(Task data):
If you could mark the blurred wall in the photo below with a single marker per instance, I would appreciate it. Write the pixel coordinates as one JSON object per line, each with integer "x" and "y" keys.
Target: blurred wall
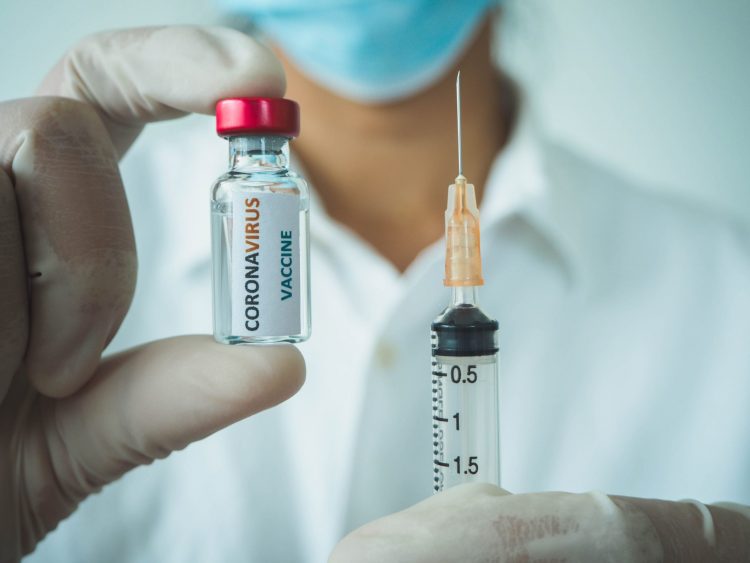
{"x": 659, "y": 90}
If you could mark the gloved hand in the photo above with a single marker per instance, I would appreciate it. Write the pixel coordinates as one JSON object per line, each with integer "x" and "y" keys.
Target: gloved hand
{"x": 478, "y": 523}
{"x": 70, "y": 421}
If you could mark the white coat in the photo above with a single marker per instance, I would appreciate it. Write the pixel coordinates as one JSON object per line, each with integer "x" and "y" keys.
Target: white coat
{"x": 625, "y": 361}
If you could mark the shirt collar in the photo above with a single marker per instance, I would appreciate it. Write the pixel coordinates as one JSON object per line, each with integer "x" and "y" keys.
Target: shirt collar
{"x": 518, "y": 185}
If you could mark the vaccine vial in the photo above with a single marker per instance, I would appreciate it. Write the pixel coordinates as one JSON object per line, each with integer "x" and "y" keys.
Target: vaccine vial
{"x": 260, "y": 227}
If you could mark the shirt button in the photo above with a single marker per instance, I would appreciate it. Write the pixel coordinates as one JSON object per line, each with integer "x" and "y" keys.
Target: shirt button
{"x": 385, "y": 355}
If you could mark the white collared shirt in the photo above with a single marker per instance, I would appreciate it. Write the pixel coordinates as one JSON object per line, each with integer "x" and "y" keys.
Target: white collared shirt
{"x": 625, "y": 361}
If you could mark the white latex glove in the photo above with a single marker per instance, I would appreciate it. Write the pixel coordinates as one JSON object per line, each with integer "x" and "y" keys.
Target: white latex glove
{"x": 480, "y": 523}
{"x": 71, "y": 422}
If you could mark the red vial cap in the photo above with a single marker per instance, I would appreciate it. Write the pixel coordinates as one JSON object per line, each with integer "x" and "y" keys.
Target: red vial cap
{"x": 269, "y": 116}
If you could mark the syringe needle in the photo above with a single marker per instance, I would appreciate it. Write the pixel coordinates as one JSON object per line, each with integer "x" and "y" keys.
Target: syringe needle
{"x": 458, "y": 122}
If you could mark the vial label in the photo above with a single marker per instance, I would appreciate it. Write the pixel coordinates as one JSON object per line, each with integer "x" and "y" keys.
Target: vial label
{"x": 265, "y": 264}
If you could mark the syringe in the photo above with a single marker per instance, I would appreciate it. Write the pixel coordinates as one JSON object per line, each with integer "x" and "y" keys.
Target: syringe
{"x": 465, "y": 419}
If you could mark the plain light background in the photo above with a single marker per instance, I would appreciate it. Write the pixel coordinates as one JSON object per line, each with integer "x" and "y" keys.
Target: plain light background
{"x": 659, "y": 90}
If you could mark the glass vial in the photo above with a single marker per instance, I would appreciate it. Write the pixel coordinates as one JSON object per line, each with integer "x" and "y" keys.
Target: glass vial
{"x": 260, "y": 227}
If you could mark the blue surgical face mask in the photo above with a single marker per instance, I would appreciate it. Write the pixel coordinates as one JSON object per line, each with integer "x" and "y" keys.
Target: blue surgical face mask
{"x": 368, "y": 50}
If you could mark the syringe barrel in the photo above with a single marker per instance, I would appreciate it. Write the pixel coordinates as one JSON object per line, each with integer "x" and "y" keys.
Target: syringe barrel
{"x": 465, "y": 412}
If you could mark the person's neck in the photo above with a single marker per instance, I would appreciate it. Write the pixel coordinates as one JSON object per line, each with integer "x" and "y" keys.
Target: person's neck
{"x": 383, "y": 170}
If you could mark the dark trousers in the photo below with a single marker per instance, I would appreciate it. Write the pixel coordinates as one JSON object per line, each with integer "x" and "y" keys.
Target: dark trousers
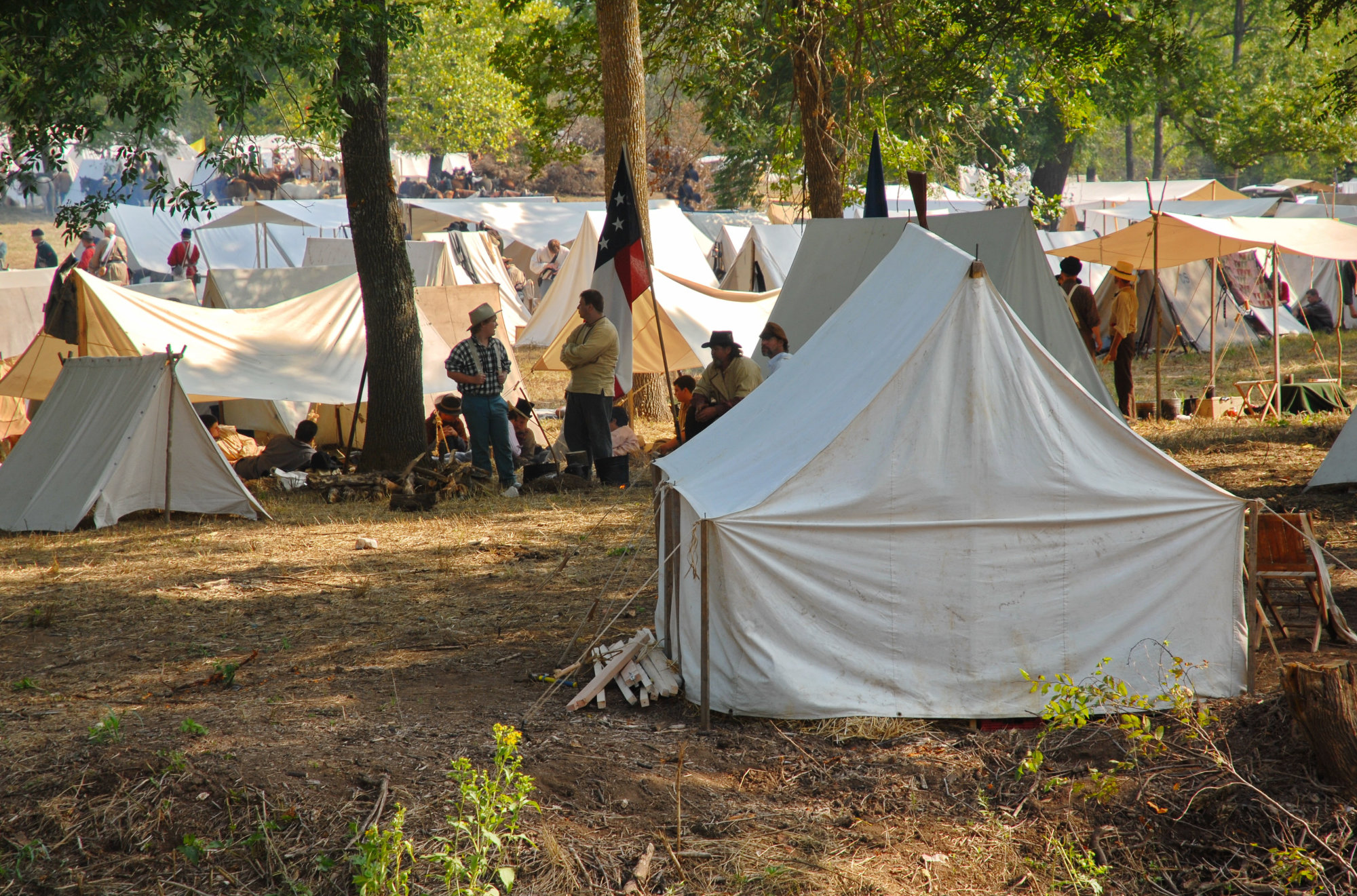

(Work instructions):
Arrange all of the material above as a numbered list, leaving out blank lines and the pictures.

(Final result):
1. If you could mark the blurred wall in the photo below with a single marker per instance, I would appreciate it. Write the pixel coordinates as one JSON object per line, each with integer "x" and "y" keys.
2. Target: blurred wall
3. {"x": 659, "y": 90}
4. If you could mark the gloved hand in the photo above with a single marker per instance, I would appreciate it. Write the pixel coordinates as one JSON object per line, each with integer "x" and "y" keys.
5. Target: gloved hand
6. {"x": 478, "y": 523}
7. {"x": 70, "y": 421}
8. If you could mark the white coat in the photo above with a single marker per instance, I would appreciate it. Write the pixel coordinates as one JSON object per line, each with integer "x" and "y" keys.
9. Target: white coat
10. {"x": 625, "y": 361}
11. If you could mark the shirt collar in the photo above with a single marker per instance, I would appreciate it. Write the pixel coordinates as one JSON object per line, each with integer "x" and "y" keys.
12. Target: shirt collar
13. {"x": 518, "y": 185}
14. If you could mark the vaccine vial in the photo above with a single marker per instance, I would appreciate it. Write the pixel coordinates as one JSON object per line, each with integer "x" and "y" keys.
15. Target: vaccine vial
16. {"x": 260, "y": 227}
17. If you could mark the shirt button in the photo above with a single marker per instance, I would appreciate it. Write the pixel coordinates as one JSON object per line, each with integer "x" and "y" keys.
18. Target: shirt button
19. {"x": 385, "y": 355}
20. If you could mark the white collared shirt in the photo above with a single marker per instance, I would appreciate it. Write the pixel coordinates as one JSON object per line, each with integer "x" and "y" keys.
21. Target: white collared shirt
22. {"x": 625, "y": 361}
23. If you could mark the white latex glove in the photo above with a single marker per instance, I would appreciate it. Write the pixel coordinates as one JSON object per line, each with integer "x" and "y" keys.
24. Target: white latex glove
25. {"x": 480, "y": 523}
26. {"x": 71, "y": 422}
27. If you could mark the red vial cap in the photo above with a single marker per instance, I would appreciate it. Write the pixel coordinates as one JSON object per line, each with integer "x" and "y" keys.
28. Target: red vial cap
29. {"x": 269, "y": 116}
30. If you could mark the syringe needle in the photo above with a single marker per instance, I would appreciate it. Write the pixel coordinates as one JSON object per line, each with integer "x" and "y" keys.
31. Target: syringe needle
32. {"x": 458, "y": 122}
33. If you could mark the vial label in the photo above with a single marker per instance, I would appreciate it. Write the pixel coordinates as one JSON object per line, each with integer "x" and "y" keys.
34. Target: vial label
35. {"x": 265, "y": 264}
36. If you could mark the syringe in the photo above with a single marker per instance, I would appreciate it. Write the pixel coordinates as one JSON object per line, each with integer "x" and "y" keys.
37. Target: syringe
38. {"x": 465, "y": 419}
39. If you could mark the plain light background in the photo above with a single marker per instance, I would appreciate it. Write the pixel coordinates as one JSON object per line, each with integer "x" and "y" keys.
40. Target: plain light background
41. {"x": 659, "y": 90}
42. If you could mark the glass vial in the photo above with a single marker per instance, I would appreciate it. Write the pixel coordinates as one JSON object per line, each with integer "x" and "y" keys.
43. Target: glass vial
44. {"x": 260, "y": 227}
45. If you could mark the blue surgical face mask in the photo above with a single marker per instance, I would appreciate it. Write the pixel coordinates as one JSON object per line, each with integer "x" and "y" keys.
46. Target: blue surgical face mask
47. {"x": 368, "y": 50}
48. If you could mark the syringe barrel in the photo above with a single marker per instance, I would appreciate it. Write the pixel coordinates as one JSON object per line, each with integer "x" and "y" keys.
49. Target: syringe barrel
50. {"x": 465, "y": 412}
51. If you could mark the person's neck in the photo above with a single marker per instance, I would appreciate it. Write the pixel coordinates as one JSON object per line, each with integer "x" and "y" keys.
52. Target: person's neck
53. {"x": 383, "y": 170}
54. If you could mark the dark trousers in the photo below with a single marker per instance, I would appreciate it. Write the pixel coordinates as one JSON object per line, each with integer "x" and "y" keys.
55. Target: dark trousers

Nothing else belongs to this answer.